== WHAT THE TASK ASKS ==
From the Ruth Chabay article below, reproduce word for word the passage that starts at the words "Ruth Wright Chabay" and stops after the words "Carolina State University.".

== EXCERPT TO READ ==
━━━━
= Ruth Chabay =

American physics educator

Ruth Wright Chabay (born 1949) is an American physics educator known for her work in educational technology and as the coauthor of the calculus-based physics textbook Matter and Interactions. She is professor emerita of physics at North Carolina State University.

==Education and career==
Chabay earned a bachelor's degree in chemistry in 1970 from the University of Chicago, and completed a doctorate in physical chemistry at the University of Illinois at Urbana–Champaign in 1975. Her dissertation was The Design and Evaluation of Computer-Based Chemistry Lessons, and was supervised by Stanley G. Smith.

From 1975 to 1977 she worked with the PLATO computer-aided instruction system at the Computer-Based Education Research Laboratory of the University of Illinois, and from 1977 to 1980 she was a researcher at the Laboratory of Theoretical Biology in the National Cancer Institute. After working as a software developer for four years, she returned to academic research in the psychology department of Stanford University from 1984 to 1987, and in the Center for Design of Educational Computing and the Center for Innovation in Learning at Carnegie Mellon University from 1987 to 2002.
━━━━
[Stored data entries]
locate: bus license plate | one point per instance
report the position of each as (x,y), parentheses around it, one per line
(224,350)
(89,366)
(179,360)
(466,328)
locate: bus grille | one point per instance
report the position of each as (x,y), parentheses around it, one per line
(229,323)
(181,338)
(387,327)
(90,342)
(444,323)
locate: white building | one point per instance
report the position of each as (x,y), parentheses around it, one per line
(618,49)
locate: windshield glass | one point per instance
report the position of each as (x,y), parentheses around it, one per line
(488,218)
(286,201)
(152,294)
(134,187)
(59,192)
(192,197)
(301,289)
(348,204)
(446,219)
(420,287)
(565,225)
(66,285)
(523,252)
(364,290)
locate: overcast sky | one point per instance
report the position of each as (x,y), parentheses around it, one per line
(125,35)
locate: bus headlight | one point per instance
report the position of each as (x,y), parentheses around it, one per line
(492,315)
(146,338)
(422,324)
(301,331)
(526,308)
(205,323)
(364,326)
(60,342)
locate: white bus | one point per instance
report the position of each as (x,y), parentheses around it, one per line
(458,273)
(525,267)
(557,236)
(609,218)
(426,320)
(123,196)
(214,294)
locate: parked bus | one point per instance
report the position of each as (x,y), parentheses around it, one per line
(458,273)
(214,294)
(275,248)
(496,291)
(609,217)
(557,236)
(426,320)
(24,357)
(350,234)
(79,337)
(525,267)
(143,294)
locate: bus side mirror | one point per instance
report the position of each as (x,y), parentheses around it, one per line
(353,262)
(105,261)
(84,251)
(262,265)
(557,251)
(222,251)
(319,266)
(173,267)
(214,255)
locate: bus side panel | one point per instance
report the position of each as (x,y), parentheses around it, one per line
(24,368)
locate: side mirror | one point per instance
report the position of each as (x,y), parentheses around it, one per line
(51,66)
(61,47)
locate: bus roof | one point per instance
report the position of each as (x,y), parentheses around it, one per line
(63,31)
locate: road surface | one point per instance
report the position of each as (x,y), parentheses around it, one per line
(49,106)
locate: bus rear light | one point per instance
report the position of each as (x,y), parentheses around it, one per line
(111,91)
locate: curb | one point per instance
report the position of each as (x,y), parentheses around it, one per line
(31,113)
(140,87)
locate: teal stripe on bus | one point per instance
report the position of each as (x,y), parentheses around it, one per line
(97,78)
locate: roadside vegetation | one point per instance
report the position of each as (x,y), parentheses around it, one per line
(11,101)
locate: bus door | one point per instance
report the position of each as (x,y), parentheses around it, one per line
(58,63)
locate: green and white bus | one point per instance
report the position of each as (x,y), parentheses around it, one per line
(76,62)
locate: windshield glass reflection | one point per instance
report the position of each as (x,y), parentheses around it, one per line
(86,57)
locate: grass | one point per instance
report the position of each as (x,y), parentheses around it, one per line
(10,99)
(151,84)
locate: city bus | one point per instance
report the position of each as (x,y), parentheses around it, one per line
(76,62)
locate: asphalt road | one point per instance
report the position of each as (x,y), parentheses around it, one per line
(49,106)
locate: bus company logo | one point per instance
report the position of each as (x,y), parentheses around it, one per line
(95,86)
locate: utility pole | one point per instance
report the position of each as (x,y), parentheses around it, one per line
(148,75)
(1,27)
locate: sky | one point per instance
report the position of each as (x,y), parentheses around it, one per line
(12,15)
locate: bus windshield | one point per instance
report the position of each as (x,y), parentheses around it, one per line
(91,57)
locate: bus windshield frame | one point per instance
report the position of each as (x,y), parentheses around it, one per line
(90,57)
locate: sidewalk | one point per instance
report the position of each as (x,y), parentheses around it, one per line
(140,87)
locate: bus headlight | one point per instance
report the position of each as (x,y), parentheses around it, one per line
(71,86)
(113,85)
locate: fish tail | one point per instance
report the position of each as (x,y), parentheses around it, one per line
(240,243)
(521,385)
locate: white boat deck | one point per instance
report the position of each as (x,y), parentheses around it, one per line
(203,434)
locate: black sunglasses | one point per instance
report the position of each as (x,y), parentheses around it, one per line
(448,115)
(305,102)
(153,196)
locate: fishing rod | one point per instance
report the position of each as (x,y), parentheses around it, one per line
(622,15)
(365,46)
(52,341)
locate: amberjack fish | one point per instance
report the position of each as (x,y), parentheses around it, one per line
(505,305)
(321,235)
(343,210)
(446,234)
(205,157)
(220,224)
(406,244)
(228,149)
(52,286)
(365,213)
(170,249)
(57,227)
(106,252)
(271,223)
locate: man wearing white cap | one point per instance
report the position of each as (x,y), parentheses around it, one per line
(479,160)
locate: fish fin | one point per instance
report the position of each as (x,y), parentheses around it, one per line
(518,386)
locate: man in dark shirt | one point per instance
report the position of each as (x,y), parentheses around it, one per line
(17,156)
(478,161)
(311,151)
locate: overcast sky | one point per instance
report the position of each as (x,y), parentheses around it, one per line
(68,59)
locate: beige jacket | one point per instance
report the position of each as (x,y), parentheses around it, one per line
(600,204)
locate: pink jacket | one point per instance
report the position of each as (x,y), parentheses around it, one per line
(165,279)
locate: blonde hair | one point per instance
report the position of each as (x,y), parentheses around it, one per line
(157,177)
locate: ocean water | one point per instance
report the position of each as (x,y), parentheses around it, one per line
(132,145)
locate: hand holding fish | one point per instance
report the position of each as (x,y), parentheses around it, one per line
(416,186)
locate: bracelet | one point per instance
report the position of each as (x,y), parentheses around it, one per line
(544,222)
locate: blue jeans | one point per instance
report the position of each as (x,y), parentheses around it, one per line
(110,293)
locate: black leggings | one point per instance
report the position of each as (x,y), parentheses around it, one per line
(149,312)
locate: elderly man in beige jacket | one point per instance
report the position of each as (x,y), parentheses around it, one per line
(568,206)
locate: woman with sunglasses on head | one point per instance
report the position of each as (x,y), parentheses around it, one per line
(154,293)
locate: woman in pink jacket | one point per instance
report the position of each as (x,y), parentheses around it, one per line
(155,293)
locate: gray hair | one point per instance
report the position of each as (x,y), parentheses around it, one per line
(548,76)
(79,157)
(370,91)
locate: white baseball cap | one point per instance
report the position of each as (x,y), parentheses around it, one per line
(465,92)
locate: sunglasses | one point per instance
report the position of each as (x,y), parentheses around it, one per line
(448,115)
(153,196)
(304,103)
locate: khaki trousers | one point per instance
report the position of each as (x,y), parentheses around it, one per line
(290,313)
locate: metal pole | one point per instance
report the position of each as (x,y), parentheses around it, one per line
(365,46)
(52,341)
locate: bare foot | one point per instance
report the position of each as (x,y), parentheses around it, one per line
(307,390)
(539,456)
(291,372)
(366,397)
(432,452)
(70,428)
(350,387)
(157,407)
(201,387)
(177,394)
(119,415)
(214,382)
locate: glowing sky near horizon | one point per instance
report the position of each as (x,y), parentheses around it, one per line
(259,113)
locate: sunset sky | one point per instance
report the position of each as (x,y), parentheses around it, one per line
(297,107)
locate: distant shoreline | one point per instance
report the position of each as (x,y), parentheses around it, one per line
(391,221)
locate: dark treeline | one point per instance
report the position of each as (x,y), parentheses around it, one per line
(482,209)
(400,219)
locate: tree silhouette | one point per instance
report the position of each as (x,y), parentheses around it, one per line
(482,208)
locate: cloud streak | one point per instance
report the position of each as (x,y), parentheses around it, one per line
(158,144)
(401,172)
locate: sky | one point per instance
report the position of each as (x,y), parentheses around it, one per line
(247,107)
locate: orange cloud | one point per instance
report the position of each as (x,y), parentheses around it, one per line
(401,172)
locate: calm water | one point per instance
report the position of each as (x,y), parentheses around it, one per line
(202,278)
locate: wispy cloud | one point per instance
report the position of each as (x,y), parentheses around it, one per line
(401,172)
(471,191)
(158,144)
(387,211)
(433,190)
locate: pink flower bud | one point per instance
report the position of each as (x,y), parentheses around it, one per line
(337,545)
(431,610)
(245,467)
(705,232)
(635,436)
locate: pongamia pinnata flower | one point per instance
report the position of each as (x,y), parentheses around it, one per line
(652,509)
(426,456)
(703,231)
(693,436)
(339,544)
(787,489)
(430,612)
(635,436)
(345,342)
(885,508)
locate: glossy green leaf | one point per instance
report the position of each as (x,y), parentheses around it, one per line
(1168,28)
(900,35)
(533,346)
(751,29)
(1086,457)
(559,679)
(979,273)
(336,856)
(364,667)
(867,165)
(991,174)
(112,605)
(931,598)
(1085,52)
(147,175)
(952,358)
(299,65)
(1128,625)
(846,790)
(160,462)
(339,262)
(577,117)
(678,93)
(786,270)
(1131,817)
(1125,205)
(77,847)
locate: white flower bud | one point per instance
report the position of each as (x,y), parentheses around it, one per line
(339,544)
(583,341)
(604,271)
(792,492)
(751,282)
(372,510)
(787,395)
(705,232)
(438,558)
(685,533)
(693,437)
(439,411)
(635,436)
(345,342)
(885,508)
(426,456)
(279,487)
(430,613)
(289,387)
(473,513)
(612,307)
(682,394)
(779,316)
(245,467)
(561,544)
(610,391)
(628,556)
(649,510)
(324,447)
━━━━
== SOLUTION ==
Ruth Wright Chabay (born 1949) is an American physics educator known for her work in educational technology and as the coauthor of the calculus-based physics textbook Matter and Interactions. She is professor emerita of physics at North Carolina State University.